___ INFORMATION PROVIDED

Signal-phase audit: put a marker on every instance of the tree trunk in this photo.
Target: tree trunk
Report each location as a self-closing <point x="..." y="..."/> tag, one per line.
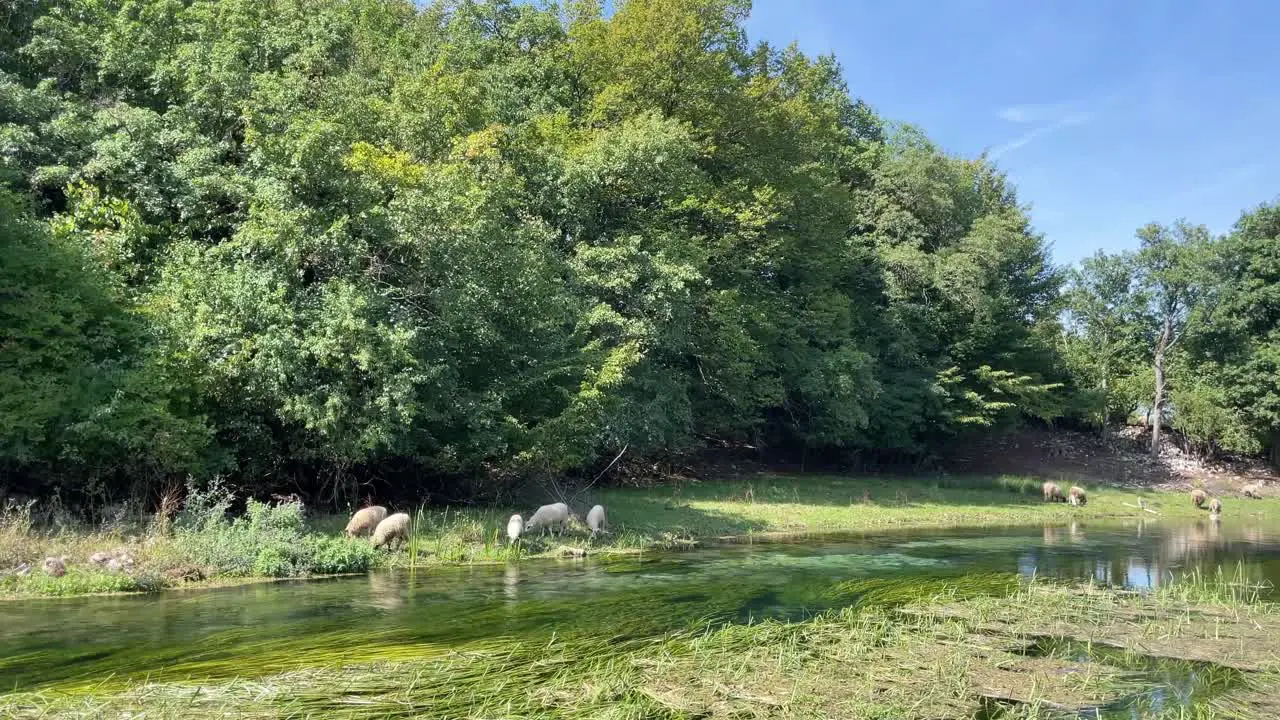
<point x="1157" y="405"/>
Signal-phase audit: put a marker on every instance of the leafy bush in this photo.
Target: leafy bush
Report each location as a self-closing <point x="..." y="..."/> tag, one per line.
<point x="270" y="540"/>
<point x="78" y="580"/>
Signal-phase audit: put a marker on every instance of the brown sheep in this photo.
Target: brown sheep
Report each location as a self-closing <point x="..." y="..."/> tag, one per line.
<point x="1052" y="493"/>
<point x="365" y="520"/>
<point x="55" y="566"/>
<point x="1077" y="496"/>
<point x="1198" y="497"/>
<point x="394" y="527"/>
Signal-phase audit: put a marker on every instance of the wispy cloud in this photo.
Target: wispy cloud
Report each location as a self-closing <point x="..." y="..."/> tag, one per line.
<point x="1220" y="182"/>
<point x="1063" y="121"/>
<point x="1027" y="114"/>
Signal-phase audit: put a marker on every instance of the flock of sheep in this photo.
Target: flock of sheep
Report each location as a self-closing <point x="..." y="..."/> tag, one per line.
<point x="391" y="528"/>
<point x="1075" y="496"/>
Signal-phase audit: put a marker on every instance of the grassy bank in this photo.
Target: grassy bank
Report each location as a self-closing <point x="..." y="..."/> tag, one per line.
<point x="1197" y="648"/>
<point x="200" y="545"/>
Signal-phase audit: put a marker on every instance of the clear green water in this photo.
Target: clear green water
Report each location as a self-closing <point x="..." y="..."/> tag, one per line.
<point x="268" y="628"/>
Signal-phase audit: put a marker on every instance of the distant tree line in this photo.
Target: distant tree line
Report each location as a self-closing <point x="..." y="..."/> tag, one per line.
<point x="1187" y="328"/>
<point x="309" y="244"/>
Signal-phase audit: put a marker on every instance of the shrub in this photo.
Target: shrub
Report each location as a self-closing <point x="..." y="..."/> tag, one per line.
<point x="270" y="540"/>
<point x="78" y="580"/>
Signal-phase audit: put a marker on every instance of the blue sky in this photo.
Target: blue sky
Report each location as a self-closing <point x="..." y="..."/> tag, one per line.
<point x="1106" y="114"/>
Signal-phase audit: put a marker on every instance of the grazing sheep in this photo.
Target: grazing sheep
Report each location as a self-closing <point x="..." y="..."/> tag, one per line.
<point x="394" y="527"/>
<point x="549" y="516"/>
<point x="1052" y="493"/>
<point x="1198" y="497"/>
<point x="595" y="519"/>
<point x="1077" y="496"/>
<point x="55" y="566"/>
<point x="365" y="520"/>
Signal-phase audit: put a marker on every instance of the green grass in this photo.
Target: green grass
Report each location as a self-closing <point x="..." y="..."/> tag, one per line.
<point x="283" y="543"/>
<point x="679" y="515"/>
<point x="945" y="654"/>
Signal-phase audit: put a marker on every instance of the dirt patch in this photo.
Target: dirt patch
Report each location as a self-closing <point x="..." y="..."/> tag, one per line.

______
___ INFORMATION PROVIDED

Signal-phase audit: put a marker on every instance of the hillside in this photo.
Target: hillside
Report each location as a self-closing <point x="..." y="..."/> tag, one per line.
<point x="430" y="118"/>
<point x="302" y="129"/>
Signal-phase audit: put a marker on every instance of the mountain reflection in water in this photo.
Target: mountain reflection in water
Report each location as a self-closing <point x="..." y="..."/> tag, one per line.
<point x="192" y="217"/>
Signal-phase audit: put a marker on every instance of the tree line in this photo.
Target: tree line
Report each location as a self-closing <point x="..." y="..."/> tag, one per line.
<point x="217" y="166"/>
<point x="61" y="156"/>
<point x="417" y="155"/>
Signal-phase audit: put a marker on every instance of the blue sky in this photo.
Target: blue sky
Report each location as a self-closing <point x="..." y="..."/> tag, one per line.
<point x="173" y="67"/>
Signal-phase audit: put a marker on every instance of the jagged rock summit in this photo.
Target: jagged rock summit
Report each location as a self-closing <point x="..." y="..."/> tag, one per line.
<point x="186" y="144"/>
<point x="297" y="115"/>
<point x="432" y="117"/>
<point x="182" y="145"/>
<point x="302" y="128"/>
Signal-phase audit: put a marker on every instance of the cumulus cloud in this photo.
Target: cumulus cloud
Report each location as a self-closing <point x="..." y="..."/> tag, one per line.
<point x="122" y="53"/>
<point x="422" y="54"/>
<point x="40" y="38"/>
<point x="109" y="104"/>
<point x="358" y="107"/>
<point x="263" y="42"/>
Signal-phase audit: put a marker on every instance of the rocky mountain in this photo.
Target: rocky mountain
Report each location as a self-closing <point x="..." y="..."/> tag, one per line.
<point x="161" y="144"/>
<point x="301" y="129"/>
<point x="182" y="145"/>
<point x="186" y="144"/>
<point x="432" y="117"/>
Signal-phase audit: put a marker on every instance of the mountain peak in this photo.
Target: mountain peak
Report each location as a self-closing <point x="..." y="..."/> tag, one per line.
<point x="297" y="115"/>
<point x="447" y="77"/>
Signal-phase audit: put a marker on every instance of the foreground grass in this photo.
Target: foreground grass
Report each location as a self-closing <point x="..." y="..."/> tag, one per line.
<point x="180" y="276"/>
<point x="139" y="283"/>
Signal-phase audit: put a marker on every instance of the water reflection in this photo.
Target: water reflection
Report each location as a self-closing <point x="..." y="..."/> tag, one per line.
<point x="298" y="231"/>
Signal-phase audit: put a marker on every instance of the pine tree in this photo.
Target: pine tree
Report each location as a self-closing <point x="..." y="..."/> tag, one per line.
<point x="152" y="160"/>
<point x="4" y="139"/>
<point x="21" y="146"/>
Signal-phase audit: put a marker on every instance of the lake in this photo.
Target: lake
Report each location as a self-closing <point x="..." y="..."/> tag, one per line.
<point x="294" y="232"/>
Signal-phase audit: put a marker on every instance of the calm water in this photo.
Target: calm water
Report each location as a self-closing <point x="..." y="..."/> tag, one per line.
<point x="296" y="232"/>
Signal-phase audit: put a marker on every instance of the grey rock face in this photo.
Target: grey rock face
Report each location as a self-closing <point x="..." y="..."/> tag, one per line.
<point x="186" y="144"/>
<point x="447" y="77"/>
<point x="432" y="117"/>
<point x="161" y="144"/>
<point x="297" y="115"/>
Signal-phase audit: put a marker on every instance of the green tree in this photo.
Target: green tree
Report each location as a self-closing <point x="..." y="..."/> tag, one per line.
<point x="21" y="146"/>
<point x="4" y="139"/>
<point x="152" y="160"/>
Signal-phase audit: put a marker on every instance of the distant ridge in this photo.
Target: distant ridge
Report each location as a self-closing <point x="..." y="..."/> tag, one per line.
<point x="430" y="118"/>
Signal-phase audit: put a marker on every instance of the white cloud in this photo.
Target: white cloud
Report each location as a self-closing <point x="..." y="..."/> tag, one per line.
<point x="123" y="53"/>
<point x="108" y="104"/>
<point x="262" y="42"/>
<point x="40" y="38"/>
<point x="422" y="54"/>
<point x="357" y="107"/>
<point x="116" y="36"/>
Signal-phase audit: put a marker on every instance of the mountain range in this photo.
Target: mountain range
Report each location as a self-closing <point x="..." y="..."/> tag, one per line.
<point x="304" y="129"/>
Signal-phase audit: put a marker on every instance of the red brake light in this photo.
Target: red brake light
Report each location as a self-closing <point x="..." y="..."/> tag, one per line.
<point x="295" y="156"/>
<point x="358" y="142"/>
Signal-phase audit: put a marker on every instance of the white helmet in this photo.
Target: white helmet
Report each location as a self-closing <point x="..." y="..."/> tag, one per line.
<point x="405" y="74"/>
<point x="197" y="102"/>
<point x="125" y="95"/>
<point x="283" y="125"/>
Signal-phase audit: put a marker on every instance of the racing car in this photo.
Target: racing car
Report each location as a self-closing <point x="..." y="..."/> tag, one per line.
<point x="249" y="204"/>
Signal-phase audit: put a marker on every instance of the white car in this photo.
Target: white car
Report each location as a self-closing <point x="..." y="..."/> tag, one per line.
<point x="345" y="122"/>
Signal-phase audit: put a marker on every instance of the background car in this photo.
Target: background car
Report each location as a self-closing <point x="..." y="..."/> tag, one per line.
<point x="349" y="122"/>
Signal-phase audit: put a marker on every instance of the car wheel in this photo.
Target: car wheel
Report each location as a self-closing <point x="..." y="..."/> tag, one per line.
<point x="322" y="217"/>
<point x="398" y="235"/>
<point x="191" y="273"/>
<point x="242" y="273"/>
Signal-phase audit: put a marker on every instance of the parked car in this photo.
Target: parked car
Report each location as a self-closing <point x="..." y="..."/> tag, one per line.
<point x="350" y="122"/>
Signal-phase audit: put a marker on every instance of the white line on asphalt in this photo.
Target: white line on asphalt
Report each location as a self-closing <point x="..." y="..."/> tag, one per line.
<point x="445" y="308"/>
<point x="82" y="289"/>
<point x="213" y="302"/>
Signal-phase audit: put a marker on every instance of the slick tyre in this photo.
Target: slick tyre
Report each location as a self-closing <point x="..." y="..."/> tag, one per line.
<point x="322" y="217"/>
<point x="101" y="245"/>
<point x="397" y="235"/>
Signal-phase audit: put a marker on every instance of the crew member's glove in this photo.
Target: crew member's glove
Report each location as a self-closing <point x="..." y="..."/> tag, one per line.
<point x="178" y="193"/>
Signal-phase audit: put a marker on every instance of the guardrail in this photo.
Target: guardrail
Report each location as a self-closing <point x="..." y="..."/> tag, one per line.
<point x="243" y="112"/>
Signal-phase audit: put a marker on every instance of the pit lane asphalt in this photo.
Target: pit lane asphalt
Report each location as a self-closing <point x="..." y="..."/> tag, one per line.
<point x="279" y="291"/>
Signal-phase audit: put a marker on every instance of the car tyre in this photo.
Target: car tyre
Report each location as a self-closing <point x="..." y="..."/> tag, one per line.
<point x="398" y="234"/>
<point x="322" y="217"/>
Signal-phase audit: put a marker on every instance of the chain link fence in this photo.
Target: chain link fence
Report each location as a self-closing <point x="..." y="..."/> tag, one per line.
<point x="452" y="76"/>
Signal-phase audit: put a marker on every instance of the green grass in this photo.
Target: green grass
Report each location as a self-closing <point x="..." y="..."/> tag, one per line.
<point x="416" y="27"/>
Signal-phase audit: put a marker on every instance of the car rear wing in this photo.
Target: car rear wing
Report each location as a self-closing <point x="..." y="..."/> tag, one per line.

______

WORK TO BE COMPLETED:
From the records above, write out exactly the lines that begin at the line with "trunk in this photo." and end at the line with "Target: shrub". Pictures must not appear in the output.

YOUR RESPONSE:
Signal-phase audit: put a marker on every instance of the tree trunk in this photo.
Target: tree trunk
Report each location as a self-closing <point x="..." y="..."/> tag, one per line.
<point x="1157" y="405"/>
Signal-phase audit: put a marker on every instance of the leafy bush in this photo.
Target: leafy bush
Report each location as a self-closing <point x="..." y="..."/> tag, one per line.
<point x="270" y="540"/>
<point x="78" y="580"/>
Signal-phase audit: put a marker on every instance of the brown sheep in this photo.
Target: brown sheep
Report each location as a self-closing <point x="..." y="..."/> tag, one per line.
<point x="1052" y="493"/>
<point x="365" y="520"/>
<point x="55" y="566"/>
<point x="1077" y="496"/>
<point x="1198" y="497"/>
<point x="394" y="527"/>
Signal-phase audit: put a marker on every instance of the wispy cloud in this photo.
Target: wispy cloud
Report each location as a self-closing <point x="..." y="..."/> tag, one per line.
<point x="1220" y="182"/>
<point x="1063" y="121"/>
<point x="1027" y="114"/>
Signal-phase audit: put a marker on every instance of the flock of sheep in this photo.
Target: flock of sheep
Report each location as a self-closing <point x="..." y="..."/> tag, one per line.
<point x="391" y="528"/>
<point x="1075" y="496"/>
Signal-phase audit: put a marker on every instance of the grassy bank in this photo.
Target: grassy bank
Report each location as a self-closing <point x="..." y="..."/> tag, one per line.
<point x="1197" y="648"/>
<point x="200" y="545"/>
Signal-phase audit: put a marker on every instance of the clear green water in this photo.
Target: clear green water
Report each location as a self-closing <point x="..." y="..."/> tag, one per line.
<point x="268" y="628"/>
Signal-phase audit: put a marker on every instance of the distant tree line in this photo.
Target: distant tree line
Report each location as a self-closing <point x="..." y="..."/> tag, one per line.
<point x="1187" y="328"/>
<point x="309" y="244"/>
Signal-phase audit: put a marker on every instance of the shrub in this photo.
Target: shrub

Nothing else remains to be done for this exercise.